Brief A - According to the article on Paris St-Germain, which players made up the carre magique, or Magic Square?
Brief B - Summarize the article on Paris St-Germain in two sentences.

Excerpt provided -
• • • •

By David Esposto
A look back 20 years shows that the parallels exist between Paris St-Germain’s 1991 takeover by Canal Plus and their current owners Qatar Sports Investment – the lavish spending, the top talent, the expectation of immediate success, but will things end differently this time around? As the club begins their Champions League campaign on Tuesday, this is the story of Les Parisiens – from then to now.
The early 1990s were a time of transition for football in France. On the national scene, the glory years of Euro 1984 and the carre magique or Magic Square of Michel Platini, Jean Tigana, Alain Giresse and Luis Fernandez were finished as Les Bleus failed to qualify for the 1990 World Cup and were eliminated in the group stage at Euro 1992. Domestically, clubs who were once led by doctors, forestry workers and civil servants, made way to the new order of banks, media empires and technology firms. On the pitch, the Bernard Tapie-owned Olympique Marseille dominated, capturing four league titles in a row from 1989 to 1992. The tycoon-entrepreneur turned celebrity had turned OM into the greatest side ever assembled in France. In the shadows, however, another revolution was about to begin in France; and it would be televised: Canal Plus purchased Paris St-Germain in May of 1991.
For a league on the outside looking in when it came to profitability and notoriety, Ligue Un was on the rise in the early nineties. The total income of the French domestic top-tier rose dramatically from the 1970s to 1990. In 1970, the league drew revenues of ₣37 million (Francs). In 1990, that number had grown to ₣1.2 billion. With demand evident, Canal Plus jumped on board, realizing the massive potential to compete with Olympique Marseille on the pitch and grab a stranglehold on the sports market in the country. Led by sporting director Charles Bietry and former commentator Michel Denisot, the wheels were set in motion for Paris Saint-Germain’s golden era to begin.

• • • •

Entries from a pointing dataset:
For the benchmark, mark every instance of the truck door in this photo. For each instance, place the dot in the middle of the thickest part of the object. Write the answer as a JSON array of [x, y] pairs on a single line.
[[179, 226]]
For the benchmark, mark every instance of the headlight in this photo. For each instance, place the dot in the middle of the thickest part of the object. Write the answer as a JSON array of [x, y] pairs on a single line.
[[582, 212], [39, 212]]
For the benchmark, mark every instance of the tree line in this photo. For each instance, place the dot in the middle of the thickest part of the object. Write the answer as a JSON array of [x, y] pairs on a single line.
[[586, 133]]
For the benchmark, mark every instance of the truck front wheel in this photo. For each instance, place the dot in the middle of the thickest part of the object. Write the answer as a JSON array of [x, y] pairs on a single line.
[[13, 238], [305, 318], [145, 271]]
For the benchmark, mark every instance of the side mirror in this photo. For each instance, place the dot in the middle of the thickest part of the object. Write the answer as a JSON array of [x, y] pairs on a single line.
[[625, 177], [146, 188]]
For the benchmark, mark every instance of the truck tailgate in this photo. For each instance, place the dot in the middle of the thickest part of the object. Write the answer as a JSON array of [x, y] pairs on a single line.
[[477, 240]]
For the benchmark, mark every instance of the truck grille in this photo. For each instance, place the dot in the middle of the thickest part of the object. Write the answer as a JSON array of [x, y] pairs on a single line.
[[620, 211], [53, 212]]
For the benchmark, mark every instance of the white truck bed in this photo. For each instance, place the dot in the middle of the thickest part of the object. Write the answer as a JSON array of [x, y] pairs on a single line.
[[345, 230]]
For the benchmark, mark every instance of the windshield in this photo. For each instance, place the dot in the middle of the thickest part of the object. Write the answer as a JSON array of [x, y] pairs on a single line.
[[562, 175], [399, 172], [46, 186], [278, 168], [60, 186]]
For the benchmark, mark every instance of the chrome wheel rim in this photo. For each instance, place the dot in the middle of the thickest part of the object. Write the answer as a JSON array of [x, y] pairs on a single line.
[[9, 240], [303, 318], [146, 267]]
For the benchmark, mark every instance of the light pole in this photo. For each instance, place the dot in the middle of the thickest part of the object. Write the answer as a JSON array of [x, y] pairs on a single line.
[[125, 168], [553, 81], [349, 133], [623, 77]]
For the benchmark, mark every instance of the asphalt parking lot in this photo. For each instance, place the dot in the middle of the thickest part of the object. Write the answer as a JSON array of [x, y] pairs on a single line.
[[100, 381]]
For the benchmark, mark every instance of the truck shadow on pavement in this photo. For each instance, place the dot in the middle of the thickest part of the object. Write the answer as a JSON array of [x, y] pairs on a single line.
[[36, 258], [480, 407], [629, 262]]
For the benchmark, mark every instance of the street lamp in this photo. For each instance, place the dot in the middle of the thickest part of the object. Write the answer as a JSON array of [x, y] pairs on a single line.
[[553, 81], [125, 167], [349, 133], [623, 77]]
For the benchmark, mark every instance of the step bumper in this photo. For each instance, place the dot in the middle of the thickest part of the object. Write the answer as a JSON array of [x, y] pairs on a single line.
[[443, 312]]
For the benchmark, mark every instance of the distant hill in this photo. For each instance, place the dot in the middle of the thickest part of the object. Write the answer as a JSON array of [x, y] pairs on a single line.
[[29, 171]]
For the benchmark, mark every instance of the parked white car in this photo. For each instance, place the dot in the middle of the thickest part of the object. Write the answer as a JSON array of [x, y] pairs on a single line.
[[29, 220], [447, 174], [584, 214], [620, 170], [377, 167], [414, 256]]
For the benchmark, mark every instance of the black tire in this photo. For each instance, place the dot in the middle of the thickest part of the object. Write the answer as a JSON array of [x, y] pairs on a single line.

• • • •

Output A - Michel Platini, Jean Tigana, Alain Giresse, Luis Fernandez

Output B - The article compares Canal Plus's 1991 takeover of Paris St-Germain with the club's current ownership by Qatar Sports Investment, pointing to shared features such as lavish spending, top talent and the expectation of immediate success. It describes the early 1990s as a time of transition for French football, with the national team struggling, Olympique Marseille dominating the league and top-tier revenues rising from ₣37 million in 1970 to ₣1.2 billion in 1990, and it explains that Canal Plus bought the club in May 1991 after seeing the potential to compete with Marseille and dominate the country's sports market.